--- begin AVAILABLE DATA ---

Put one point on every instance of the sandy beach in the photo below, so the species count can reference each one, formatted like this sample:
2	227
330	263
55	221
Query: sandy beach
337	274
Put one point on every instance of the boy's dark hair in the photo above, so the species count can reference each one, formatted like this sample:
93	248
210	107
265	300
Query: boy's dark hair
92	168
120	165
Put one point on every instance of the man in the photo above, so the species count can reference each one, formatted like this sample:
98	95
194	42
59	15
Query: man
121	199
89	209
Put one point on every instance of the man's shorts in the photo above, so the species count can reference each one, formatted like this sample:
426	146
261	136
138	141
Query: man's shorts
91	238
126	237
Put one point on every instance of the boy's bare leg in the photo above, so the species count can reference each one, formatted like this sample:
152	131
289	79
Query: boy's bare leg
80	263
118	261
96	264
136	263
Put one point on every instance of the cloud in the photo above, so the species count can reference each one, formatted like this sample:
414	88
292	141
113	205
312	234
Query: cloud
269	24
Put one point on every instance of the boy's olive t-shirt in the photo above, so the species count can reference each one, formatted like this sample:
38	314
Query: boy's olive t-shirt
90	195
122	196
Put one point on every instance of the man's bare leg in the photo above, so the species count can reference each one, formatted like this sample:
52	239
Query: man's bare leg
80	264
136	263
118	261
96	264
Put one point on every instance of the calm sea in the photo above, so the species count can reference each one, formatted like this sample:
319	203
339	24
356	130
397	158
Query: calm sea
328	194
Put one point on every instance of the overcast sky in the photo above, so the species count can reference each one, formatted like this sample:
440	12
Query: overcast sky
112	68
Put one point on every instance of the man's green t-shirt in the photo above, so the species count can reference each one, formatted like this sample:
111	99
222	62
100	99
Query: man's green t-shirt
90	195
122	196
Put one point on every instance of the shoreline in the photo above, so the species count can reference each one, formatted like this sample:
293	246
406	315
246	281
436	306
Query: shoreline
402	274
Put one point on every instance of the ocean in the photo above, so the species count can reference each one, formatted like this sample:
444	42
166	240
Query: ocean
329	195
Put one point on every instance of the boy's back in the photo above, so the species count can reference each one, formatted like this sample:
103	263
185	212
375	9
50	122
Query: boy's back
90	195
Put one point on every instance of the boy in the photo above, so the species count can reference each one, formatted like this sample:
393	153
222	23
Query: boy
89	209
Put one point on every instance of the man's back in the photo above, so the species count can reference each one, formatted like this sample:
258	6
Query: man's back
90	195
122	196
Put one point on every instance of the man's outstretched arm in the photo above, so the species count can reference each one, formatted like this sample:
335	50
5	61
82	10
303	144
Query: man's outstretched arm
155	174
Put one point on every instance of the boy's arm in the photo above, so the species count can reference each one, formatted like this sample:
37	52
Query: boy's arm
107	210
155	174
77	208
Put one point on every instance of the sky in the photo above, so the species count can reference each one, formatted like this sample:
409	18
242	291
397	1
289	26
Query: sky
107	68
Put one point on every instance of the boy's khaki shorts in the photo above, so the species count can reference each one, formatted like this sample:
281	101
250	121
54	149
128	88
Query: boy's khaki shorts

--- end AVAILABLE DATA ---

### GIVEN INSTRUCTION
Give back all of the records above word for word, with nothing added, dropped, or changed.

### SOLVED PROBLEM
Put one point on every instance of the sandy beach in the photo below, so the species count can reference each one, formatted like this sample:
2	227
330	263
55	221
Query: sandy beach
337	274
Put one point on every instance of the boy's dark hair in the photo above, so the species count can reference each one, formatted like this sample:
93	248
210	107
265	300
Query: boy's dark hair
92	168
120	165
Put one point on every instance of the man in the photo above, so the species count can reference each one, formatted like this sample:
98	95
194	42
59	15
Query: man
121	199
89	209
Put one point on every instance of the man's shorts in the photo above, so the species count can reference each one, formatted like this sample:
426	146
261	136
138	141
Query: man's shorts
91	238
126	237
Put one point on every instance of the boy's bare leg in the photo above, so the species count can reference each one, formatted like this sample:
152	131
289	79
Query: boy's bare leg
80	263
118	261
96	264
136	263
Put one point on every instance of the cloud in the photo above, so the species count can reference each one, formatted like this sample:
414	88
292	141
113	205
312	234
Query: cloud
269	24
Put one point on every instance of the boy's olive t-shirt in the photo above, so the species count can reference each one, formatted like this sample:
38	314
Query: boy's olive t-shirt
90	195
122	196
Put one point on every instance of the man's bare leg in the photo above, so the species count can reference each one, formatted like this sample:
52	239
Query: man's bare leg
80	264
136	263
118	261
96	264
Put one point on every instance of the calm sea in the photo above, so the species count can reference each one, formatted like this sample:
319	203
339	24
356	130
397	158
Query: calm sea
328	194
Put one point on every instance of the overcast sky in the photo above, so the species count can reference each one, formatted like this sample:
440	12
Query: overcast sky
112	68
Put one point on every instance of the man's green t-shirt in the photo above, so the species count can reference each one, formatted like this sample:
111	99
222	62
100	99
Query: man's green t-shirt
90	195
122	196
Put one point on every instance of the shoreline in the photo above, so the species count can reference each one, formatted like this sample:
293	246
406	315
246	281
436	306
Query: shoreline
402	274
Put one point on every instance of the ocean in the photo above, so the species count can reference each one, formatted like this sample:
444	42
166	240
Query: ocean
329	195
Put one point on every instance of the boy's back in the photo above, so the species count can reference each one, formatted like this sample:
103	263
185	212
375	9
50	122
Query: boy's back
90	195
Put one point on every instance of the boy in the photo above, so the species count can reference each one, formatted like this sample:
393	153
222	23
Query: boy
89	209
Put one point on every instance of the man's back in the photo above, so the species count can reference each one, formatted like this sample:
258	6
Query: man's back
90	195
122	196
Put one point on every instance of the man's outstretched arm in the photo above, so the species count can reference each one, formatted like this sample:
335	50
5	61
82	10
303	144
Query: man's outstretched arm
155	174
Put one point on every instance of the boy's arm in the photo above, so the species count can reference each one, formatted like this sample:
37	52
Query: boy's arm
107	210
155	174
77	208
Put one point on every instance of the sky in the photo above, so the species count can reference each one, formatted like this sample:
409	18
242	291
397	1
289	26
Query: sky
107	68
Put one point on every instance of the boy's khaki shorts in the photo above, so the species count can reference each one, formatted like this sample:
281	101
250	121
54	149
128	88
Query: boy's khaki shorts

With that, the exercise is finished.